= Source information =
*** Begin section ***
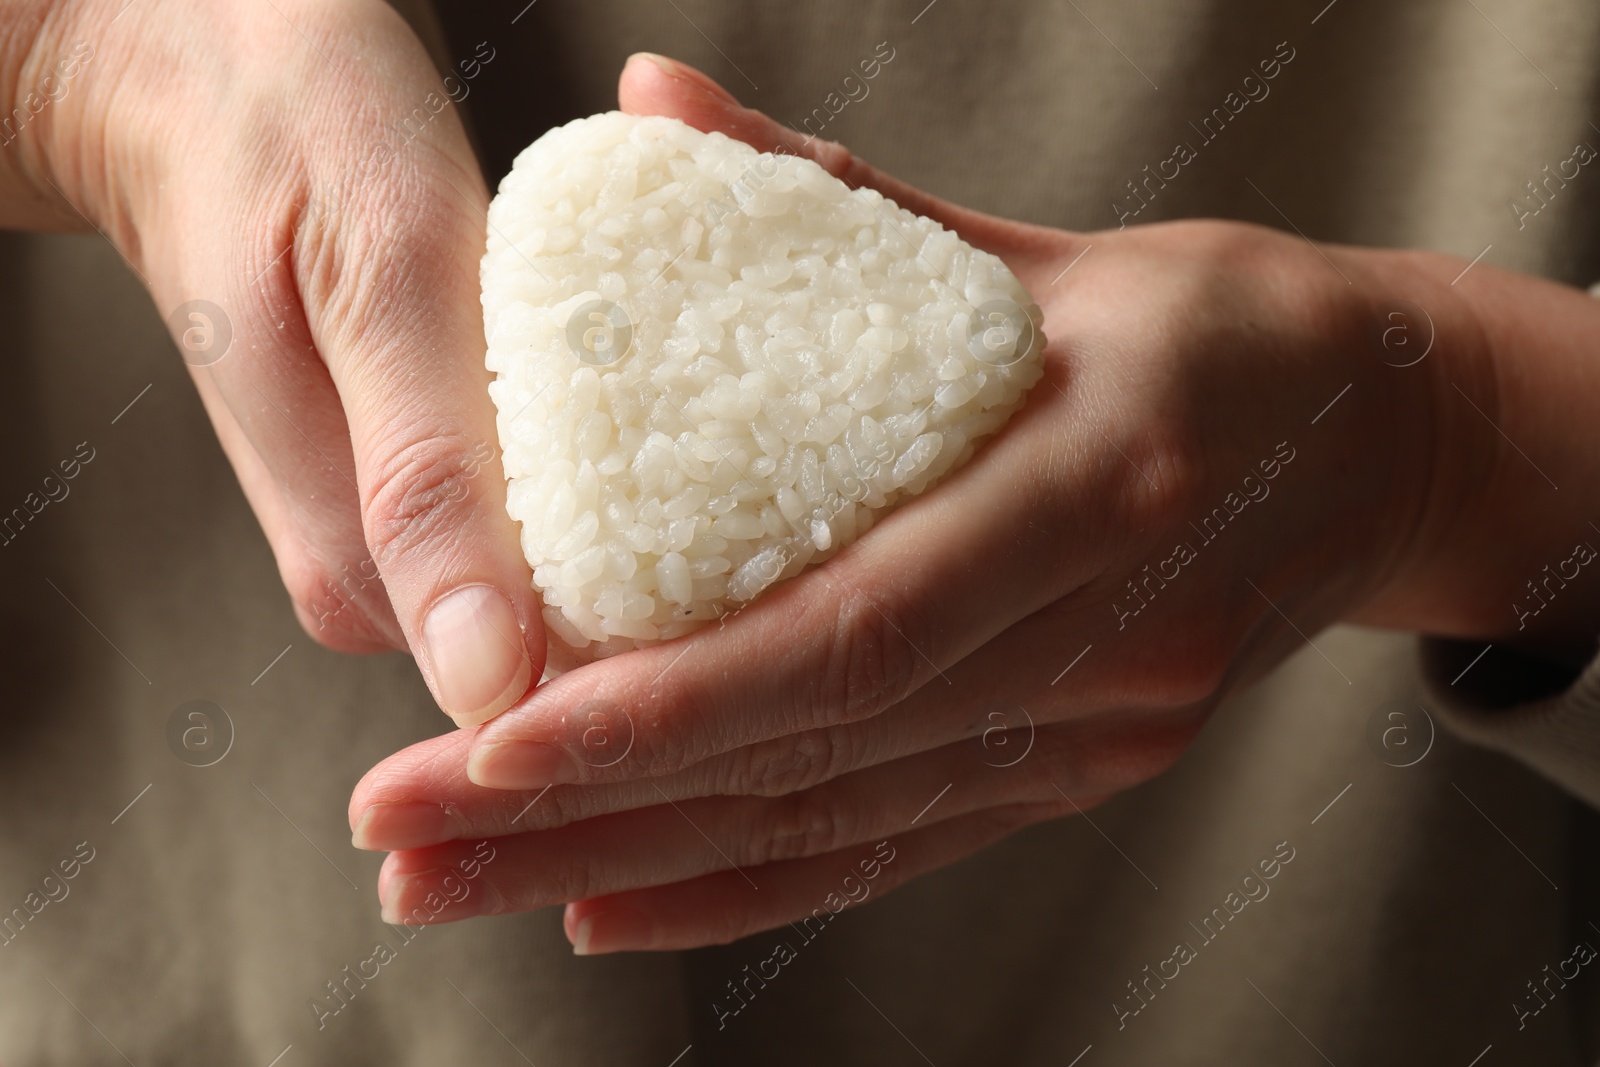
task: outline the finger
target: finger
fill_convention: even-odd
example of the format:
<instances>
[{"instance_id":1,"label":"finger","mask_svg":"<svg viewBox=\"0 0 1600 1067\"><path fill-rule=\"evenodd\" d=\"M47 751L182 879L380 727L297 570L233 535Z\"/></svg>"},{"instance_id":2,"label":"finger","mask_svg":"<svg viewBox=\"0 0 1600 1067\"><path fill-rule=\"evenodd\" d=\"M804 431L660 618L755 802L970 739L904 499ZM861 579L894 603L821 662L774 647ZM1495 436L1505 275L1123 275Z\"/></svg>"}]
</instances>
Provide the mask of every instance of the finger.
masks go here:
<instances>
[{"instance_id":1,"label":"finger","mask_svg":"<svg viewBox=\"0 0 1600 1067\"><path fill-rule=\"evenodd\" d=\"M669 774L771 737L871 717L930 682L950 685L944 672L954 663L1064 593L1063 582L1088 577L1070 564L1038 573L1024 561L1047 558L1039 545L994 558L988 524L962 521L984 515L1008 532L1027 529L1026 505L1004 473L1026 459L1009 455L1007 437L873 536L717 627L542 686L478 735L472 780L526 789ZM590 703L615 706L634 724L632 749L610 766L570 749L568 716Z\"/></svg>"},{"instance_id":2,"label":"finger","mask_svg":"<svg viewBox=\"0 0 1600 1067\"><path fill-rule=\"evenodd\" d=\"M1087 810L1099 799L1080 797L1073 803L1077 803L1080 810ZM1045 805L1038 806L1038 810L1040 817L1049 817L1070 809L1067 800L1057 798L1048 812ZM924 828L947 826L970 817L971 813L957 814L948 820L930 817ZM726 876L743 885L747 893L765 891L768 874L774 869L786 863L837 854L806 853L795 859L774 860L760 866L738 864L718 857L706 838L696 837L695 842L690 843L685 835L676 833L673 824L683 822L673 808L661 805L630 812L625 817L591 820L562 830L394 852L384 860L378 877L383 920L407 925L458 922L535 911L615 893L671 887L706 877ZM902 823L897 829L904 828ZM630 855L629 850L636 844L655 840L651 837L652 830L672 833L677 847L672 850L651 848L644 856ZM459 891L456 883L461 881L463 867L470 867L474 856L484 855L486 842L493 860L474 875L470 893ZM852 843L848 847L861 846ZM438 906L441 898L449 901L442 909Z\"/></svg>"},{"instance_id":3,"label":"finger","mask_svg":"<svg viewBox=\"0 0 1600 1067\"><path fill-rule=\"evenodd\" d=\"M622 110L631 114L667 115L698 130L727 134L758 151L814 160L845 184L876 189L908 211L956 231L968 244L1001 256L1030 288L1032 268L1039 265L1042 269L1072 243L1070 235L1061 230L986 215L925 193L856 158L841 144L801 133L760 111L742 107L705 74L665 56L630 56L622 70L617 100Z\"/></svg>"},{"instance_id":4,"label":"finger","mask_svg":"<svg viewBox=\"0 0 1600 1067\"><path fill-rule=\"evenodd\" d=\"M409 103L437 79L393 21L389 46L428 71L396 89ZM301 229L296 276L350 427L366 543L435 698L475 725L522 697L545 653L484 366L488 193L448 109L376 176L322 179L345 206Z\"/></svg>"},{"instance_id":5,"label":"finger","mask_svg":"<svg viewBox=\"0 0 1600 1067\"><path fill-rule=\"evenodd\" d=\"M1052 814L1032 806L990 809L872 846L774 863L758 871L760 892L736 872L719 871L587 899L567 906L563 925L573 952L594 956L723 945L794 923L796 939L786 941L792 954L847 908L876 900Z\"/></svg>"},{"instance_id":6,"label":"finger","mask_svg":"<svg viewBox=\"0 0 1600 1067\"><path fill-rule=\"evenodd\" d=\"M470 777L527 789L671 774L950 686L952 665L1106 566L1104 553L1066 546L1112 543L1120 520L1103 502L1120 499L1129 476L1101 464L1070 492L1040 492L1056 477L1040 439L1052 417L1048 404L1026 405L937 492L716 627L541 687L477 736ZM596 766L572 750L571 716L592 704L633 723L626 758Z\"/></svg>"},{"instance_id":7,"label":"finger","mask_svg":"<svg viewBox=\"0 0 1600 1067\"><path fill-rule=\"evenodd\" d=\"M956 665L952 687L926 686L882 715L773 738L658 778L485 789L465 773L472 732L430 738L362 778L349 807L353 840L358 848L390 851L550 829L652 806L663 797L784 796L957 740L968 742L972 769L980 763L1011 767L1032 755L1039 728L1089 717L1132 723L1170 715L1197 729L1217 684L1201 669L1184 666L1188 650L1163 642L1151 647L1147 662L1117 669L1104 657L1088 656L1084 647L1063 650L1063 632L1086 628L1076 616L1103 607L1084 605L1075 615L1056 604L1035 613ZM620 717L603 724L604 736L587 739L582 735L596 729L593 720L580 716L577 722L585 729L569 731L568 751L585 762L610 762L631 739L630 724ZM1148 737L1155 751L1146 759L1175 756L1173 746L1186 738L1172 735L1153 744L1161 740Z\"/></svg>"},{"instance_id":8,"label":"finger","mask_svg":"<svg viewBox=\"0 0 1600 1067\"><path fill-rule=\"evenodd\" d=\"M1040 730L1011 765L987 762L975 742L834 779L782 797L704 797L605 815L557 829L496 839L500 859L472 907L528 911L602 893L662 885L719 870L751 873L774 862L821 855L908 827L1014 803L1087 808L1170 765L1192 738L1176 716L1096 720ZM534 803L537 803L535 800ZM386 870L390 915L409 914L439 891L466 842L396 852ZM456 909L453 917L462 917Z\"/></svg>"}]
</instances>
*** End section ***
= Task item =
Print out the material word for word, omitting the pictures.

= Output of the task =
task: outline the finger
target: finger
fill_convention: even-odd
example of the format:
<instances>
[{"instance_id":1,"label":"finger","mask_svg":"<svg viewBox=\"0 0 1600 1067\"><path fill-rule=\"evenodd\" d=\"M47 751L182 879L380 727L297 570L233 535Z\"/></svg>"},{"instance_id":2,"label":"finger","mask_svg":"<svg viewBox=\"0 0 1600 1067\"><path fill-rule=\"evenodd\" d=\"M804 431L660 618L755 802L970 739L904 499ZM861 579L894 603L821 662L774 647ZM1495 436L1505 275L1123 275Z\"/></svg>"}]
</instances>
Provide the mask of every instance of the finger.
masks go here:
<instances>
[{"instance_id":1,"label":"finger","mask_svg":"<svg viewBox=\"0 0 1600 1067\"><path fill-rule=\"evenodd\" d=\"M669 774L771 737L871 717L930 682L950 685L944 672L954 663L1064 593L1063 582L1088 577L1070 564L1038 573L1024 561L1047 558L1039 545L994 558L988 524L962 521L984 515L1008 532L1027 529L1026 505L1004 473L1026 459L1009 455L1007 437L873 536L717 627L542 686L478 735L472 780L526 789ZM590 703L615 706L634 724L632 749L610 766L570 749L568 716Z\"/></svg>"},{"instance_id":2,"label":"finger","mask_svg":"<svg viewBox=\"0 0 1600 1067\"><path fill-rule=\"evenodd\" d=\"M1087 810L1099 799L1080 797L1073 803L1077 803L1080 810ZM1045 805L1038 806L1038 810L1040 817L1049 817L1070 809L1067 800L1057 798L1048 812ZM924 828L947 826L970 817L971 813L957 814L948 820L930 817ZM726 876L743 885L747 893L765 891L768 874L774 869L786 863L837 854L806 853L795 859L774 860L760 866L738 864L718 857L706 838L696 837L695 842L690 843L685 835L676 833L673 824L683 822L673 808L661 805L630 812L625 817L591 820L562 830L394 852L384 860L378 877L383 920L407 925L458 922L535 911L615 893L671 887L706 877ZM902 823L897 829L904 828ZM630 855L629 850L636 844L655 840L651 837L652 830L672 833L677 847L672 850L651 848L644 856ZM459 891L456 883L461 881L463 867L470 867L474 856L484 855L486 842L493 860L474 875L470 893ZM852 843L848 847L861 846ZM438 906L441 898L449 901L442 909Z\"/></svg>"},{"instance_id":3,"label":"finger","mask_svg":"<svg viewBox=\"0 0 1600 1067\"><path fill-rule=\"evenodd\" d=\"M622 110L631 114L667 115L698 130L727 134L758 151L814 160L845 184L876 189L908 211L956 231L968 244L1001 256L1030 288L1032 268L1039 265L1042 269L1072 243L1070 235L1061 230L986 215L925 193L856 158L841 144L801 133L760 111L742 107L705 74L665 56L630 56L622 70L617 100Z\"/></svg>"},{"instance_id":4,"label":"finger","mask_svg":"<svg viewBox=\"0 0 1600 1067\"><path fill-rule=\"evenodd\" d=\"M409 103L437 79L393 21L389 46L428 71L396 89ZM301 229L296 276L350 427L366 543L435 698L475 725L522 697L545 653L484 366L488 193L448 109L376 176L322 179L345 206Z\"/></svg>"},{"instance_id":5,"label":"finger","mask_svg":"<svg viewBox=\"0 0 1600 1067\"><path fill-rule=\"evenodd\" d=\"M1052 814L1032 806L990 809L872 846L774 863L758 871L760 892L736 872L719 871L587 899L567 906L563 925L573 952L594 956L723 945L794 923L796 939L786 941L792 954L847 908L876 900Z\"/></svg>"},{"instance_id":6,"label":"finger","mask_svg":"<svg viewBox=\"0 0 1600 1067\"><path fill-rule=\"evenodd\" d=\"M470 777L527 789L671 774L950 686L952 665L1106 566L1104 553L1066 546L1112 543L1120 520L1103 502L1120 499L1129 476L1101 464L1070 492L1040 492L1056 477L1040 439L1052 417L1048 404L1026 405L937 492L716 627L541 687L477 736ZM596 766L572 750L571 716L592 704L633 723L626 758Z\"/></svg>"},{"instance_id":7,"label":"finger","mask_svg":"<svg viewBox=\"0 0 1600 1067\"><path fill-rule=\"evenodd\" d=\"M956 665L952 687L926 686L882 715L773 738L658 778L485 789L465 773L472 732L430 738L362 778L349 807L353 840L358 848L390 851L550 829L652 806L663 797L784 796L957 740L968 742L972 769L980 763L1011 767L1032 755L1039 728L1089 717L1132 723L1170 715L1197 729L1217 684L1201 669L1184 666L1188 650L1163 642L1151 647L1147 662L1117 669L1104 657L1088 656L1084 647L1063 650L1063 632L1086 628L1076 616L1103 607L1084 605L1075 615L1056 604L1035 613ZM620 717L603 724L604 736L587 739L582 735L596 729L593 720L580 716L577 722L585 729L569 731L568 751L585 762L610 762L631 739L630 724ZM1148 737L1155 751L1146 759L1175 756L1173 746L1186 738L1172 735L1153 744L1161 740Z\"/></svg>"},{"instance_id":8,"label":"finger","mask_svg":"<svg viewBox=\"0 0 1600 1067\"><path fill-rule=\"evenodd\" d=\"M1040 730L1011 765L987 762L975 742L834 779L782 797L704 797L605 815L557 829L496 839L500 859L472 907L528 911L602 893L662 885L719 870L751 873L774 862L821 855L908 827L1014 803L1087 808L1170 765L1192 738L1176 716L1096 720ZM534 803L537 803L535 800ZM386 870L390 915L409 914L439 891L466 842L396 852ZM456 909L453 917L462 917Z\"/></svg>"}]
</instances>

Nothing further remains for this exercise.